### Data for review:
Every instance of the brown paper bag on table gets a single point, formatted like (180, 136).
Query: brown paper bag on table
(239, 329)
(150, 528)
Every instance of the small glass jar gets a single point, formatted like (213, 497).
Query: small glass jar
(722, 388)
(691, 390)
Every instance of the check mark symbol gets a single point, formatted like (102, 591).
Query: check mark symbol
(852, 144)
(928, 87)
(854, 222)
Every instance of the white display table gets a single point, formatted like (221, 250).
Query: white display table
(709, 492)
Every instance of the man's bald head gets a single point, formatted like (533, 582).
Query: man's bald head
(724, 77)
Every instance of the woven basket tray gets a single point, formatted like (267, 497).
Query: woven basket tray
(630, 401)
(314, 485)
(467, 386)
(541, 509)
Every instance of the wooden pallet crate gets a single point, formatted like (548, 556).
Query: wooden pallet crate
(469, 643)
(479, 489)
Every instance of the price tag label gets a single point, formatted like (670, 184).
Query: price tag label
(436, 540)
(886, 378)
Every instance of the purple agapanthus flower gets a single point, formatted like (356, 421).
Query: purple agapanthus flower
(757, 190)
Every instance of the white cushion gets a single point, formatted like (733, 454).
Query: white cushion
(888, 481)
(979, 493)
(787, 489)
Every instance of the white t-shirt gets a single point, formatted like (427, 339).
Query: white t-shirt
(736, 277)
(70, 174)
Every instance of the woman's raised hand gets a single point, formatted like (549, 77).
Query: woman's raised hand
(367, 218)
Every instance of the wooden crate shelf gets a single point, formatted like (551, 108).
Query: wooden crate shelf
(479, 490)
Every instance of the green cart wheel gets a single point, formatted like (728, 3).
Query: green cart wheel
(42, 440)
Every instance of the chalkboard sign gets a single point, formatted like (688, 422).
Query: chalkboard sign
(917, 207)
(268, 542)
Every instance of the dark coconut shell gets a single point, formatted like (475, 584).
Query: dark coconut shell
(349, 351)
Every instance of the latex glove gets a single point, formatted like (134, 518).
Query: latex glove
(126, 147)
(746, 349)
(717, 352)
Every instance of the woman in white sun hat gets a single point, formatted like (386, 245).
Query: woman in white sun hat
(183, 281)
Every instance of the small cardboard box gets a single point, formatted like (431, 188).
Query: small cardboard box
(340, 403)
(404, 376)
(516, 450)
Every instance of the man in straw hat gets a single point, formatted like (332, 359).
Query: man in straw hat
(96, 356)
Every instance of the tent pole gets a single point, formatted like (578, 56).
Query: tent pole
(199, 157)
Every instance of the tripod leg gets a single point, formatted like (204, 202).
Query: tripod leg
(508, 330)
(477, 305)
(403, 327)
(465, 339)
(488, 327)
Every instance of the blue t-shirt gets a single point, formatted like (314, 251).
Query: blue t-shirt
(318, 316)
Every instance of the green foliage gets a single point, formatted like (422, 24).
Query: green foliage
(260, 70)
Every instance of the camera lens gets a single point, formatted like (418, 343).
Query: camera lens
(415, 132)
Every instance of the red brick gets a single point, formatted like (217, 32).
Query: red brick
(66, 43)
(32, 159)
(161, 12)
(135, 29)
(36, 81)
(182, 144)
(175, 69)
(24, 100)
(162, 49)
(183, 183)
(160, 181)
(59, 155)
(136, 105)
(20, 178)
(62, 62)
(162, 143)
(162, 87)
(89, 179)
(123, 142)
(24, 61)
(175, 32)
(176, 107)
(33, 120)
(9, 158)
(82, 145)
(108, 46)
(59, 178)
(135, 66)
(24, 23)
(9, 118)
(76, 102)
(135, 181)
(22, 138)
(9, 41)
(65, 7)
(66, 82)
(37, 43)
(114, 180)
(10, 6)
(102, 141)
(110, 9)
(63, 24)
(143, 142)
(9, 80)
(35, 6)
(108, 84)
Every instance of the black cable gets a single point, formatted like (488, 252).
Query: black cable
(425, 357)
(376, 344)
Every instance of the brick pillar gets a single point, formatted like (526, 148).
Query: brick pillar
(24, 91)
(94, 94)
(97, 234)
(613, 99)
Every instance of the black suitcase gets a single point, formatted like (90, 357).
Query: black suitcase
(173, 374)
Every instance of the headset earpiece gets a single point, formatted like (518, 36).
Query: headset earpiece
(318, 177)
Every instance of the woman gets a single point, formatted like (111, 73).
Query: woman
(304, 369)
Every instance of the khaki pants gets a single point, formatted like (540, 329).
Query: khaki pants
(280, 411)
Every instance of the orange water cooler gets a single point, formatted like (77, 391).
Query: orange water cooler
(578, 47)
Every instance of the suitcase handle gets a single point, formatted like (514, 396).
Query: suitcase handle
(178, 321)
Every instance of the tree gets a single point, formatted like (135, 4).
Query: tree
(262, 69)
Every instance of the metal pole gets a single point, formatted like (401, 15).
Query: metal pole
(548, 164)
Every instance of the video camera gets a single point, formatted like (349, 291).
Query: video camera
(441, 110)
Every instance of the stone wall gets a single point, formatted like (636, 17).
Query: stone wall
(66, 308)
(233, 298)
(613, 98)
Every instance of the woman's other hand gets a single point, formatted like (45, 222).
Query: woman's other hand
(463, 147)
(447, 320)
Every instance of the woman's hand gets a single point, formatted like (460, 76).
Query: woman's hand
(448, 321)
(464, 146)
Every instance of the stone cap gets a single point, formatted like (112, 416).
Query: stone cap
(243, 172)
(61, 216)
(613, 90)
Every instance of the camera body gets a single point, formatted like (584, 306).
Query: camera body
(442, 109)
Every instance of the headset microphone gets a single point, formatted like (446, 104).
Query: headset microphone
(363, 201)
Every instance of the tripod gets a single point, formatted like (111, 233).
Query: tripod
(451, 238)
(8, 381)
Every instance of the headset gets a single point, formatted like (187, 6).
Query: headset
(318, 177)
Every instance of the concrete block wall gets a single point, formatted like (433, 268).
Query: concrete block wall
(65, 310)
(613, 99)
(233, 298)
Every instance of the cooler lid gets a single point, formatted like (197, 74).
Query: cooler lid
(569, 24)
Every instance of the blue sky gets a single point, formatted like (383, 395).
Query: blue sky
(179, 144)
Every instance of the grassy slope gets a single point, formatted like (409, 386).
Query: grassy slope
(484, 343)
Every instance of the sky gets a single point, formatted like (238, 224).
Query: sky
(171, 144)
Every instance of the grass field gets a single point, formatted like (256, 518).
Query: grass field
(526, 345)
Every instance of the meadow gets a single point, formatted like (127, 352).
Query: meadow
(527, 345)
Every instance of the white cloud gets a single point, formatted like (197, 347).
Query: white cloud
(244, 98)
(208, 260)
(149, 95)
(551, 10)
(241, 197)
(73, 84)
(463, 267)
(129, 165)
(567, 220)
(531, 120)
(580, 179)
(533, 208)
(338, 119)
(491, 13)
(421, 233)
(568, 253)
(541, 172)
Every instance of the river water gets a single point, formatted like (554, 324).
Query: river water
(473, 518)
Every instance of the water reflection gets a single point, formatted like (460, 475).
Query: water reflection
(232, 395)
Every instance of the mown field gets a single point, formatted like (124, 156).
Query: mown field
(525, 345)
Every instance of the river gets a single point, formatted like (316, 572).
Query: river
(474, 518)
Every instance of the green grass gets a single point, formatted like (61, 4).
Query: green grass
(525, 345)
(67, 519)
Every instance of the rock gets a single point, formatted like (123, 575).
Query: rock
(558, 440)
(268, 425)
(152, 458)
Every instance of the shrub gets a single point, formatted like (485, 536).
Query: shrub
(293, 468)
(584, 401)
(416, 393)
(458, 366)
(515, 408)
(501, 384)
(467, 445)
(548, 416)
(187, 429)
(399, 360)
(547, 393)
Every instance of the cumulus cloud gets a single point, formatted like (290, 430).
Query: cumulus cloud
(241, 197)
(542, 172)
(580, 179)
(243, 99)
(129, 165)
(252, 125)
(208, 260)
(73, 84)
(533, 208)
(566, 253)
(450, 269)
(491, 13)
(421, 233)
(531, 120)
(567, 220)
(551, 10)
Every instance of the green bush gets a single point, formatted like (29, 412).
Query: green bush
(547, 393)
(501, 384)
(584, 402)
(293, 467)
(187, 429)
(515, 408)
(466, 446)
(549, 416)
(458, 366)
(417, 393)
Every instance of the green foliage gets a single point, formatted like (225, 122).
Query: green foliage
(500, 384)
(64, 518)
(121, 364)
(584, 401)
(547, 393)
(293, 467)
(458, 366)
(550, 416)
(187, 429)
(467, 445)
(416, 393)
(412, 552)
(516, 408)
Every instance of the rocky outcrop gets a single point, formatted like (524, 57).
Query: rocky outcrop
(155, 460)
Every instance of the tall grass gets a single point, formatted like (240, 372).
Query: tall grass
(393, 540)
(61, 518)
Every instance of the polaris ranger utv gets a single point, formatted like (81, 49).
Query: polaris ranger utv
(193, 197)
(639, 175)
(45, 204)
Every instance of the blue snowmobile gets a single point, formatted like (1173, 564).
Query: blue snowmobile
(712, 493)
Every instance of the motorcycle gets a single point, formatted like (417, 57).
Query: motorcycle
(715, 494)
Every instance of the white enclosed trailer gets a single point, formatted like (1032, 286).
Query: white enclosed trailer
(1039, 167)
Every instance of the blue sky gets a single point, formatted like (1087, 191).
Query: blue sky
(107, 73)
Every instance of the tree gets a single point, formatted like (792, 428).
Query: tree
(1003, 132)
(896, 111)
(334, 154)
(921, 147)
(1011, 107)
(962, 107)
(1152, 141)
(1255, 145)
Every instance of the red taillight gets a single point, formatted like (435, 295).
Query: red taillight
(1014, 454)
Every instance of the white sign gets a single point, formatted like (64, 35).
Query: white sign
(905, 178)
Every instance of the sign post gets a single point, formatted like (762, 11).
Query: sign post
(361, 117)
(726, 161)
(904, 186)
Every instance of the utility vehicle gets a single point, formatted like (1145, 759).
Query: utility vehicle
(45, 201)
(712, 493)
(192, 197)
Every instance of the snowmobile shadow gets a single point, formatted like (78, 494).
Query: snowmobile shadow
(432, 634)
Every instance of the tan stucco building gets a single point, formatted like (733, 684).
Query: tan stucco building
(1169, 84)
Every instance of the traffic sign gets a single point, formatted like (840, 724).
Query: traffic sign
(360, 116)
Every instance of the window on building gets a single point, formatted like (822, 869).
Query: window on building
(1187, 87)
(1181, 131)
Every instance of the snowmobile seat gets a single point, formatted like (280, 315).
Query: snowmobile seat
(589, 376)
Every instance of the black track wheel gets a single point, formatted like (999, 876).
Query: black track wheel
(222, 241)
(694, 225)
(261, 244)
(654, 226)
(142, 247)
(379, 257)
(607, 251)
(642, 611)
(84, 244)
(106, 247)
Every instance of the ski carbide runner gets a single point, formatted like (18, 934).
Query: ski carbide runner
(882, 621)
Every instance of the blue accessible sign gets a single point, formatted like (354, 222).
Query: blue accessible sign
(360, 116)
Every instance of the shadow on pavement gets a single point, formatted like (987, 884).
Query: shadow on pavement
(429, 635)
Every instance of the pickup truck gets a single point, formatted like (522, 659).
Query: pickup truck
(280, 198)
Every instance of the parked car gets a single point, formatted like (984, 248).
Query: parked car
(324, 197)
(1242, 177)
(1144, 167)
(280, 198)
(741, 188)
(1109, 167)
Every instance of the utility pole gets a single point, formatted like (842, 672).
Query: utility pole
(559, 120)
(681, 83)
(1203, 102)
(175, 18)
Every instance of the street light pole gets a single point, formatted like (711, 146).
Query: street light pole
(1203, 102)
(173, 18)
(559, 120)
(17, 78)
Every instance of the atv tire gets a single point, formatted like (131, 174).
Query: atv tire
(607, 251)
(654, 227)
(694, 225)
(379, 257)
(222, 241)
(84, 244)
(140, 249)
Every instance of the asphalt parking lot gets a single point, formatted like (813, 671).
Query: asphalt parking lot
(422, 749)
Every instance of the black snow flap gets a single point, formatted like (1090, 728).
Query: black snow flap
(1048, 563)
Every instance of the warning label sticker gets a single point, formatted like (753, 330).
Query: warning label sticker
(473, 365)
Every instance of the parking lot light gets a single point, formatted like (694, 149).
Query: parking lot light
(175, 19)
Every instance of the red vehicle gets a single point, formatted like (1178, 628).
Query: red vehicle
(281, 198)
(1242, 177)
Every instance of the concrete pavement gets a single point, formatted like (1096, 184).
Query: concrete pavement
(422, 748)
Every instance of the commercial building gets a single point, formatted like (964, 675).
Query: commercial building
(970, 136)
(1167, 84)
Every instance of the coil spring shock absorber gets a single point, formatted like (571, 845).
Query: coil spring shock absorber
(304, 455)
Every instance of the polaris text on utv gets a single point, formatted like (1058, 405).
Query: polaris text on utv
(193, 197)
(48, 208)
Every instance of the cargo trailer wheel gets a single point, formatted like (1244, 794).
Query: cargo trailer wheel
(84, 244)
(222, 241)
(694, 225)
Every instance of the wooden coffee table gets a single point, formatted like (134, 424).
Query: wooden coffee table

### Work task:
Determine how many lines of the entries contain the string "coffee", and reply with nothing but the number.

### Task solution:
2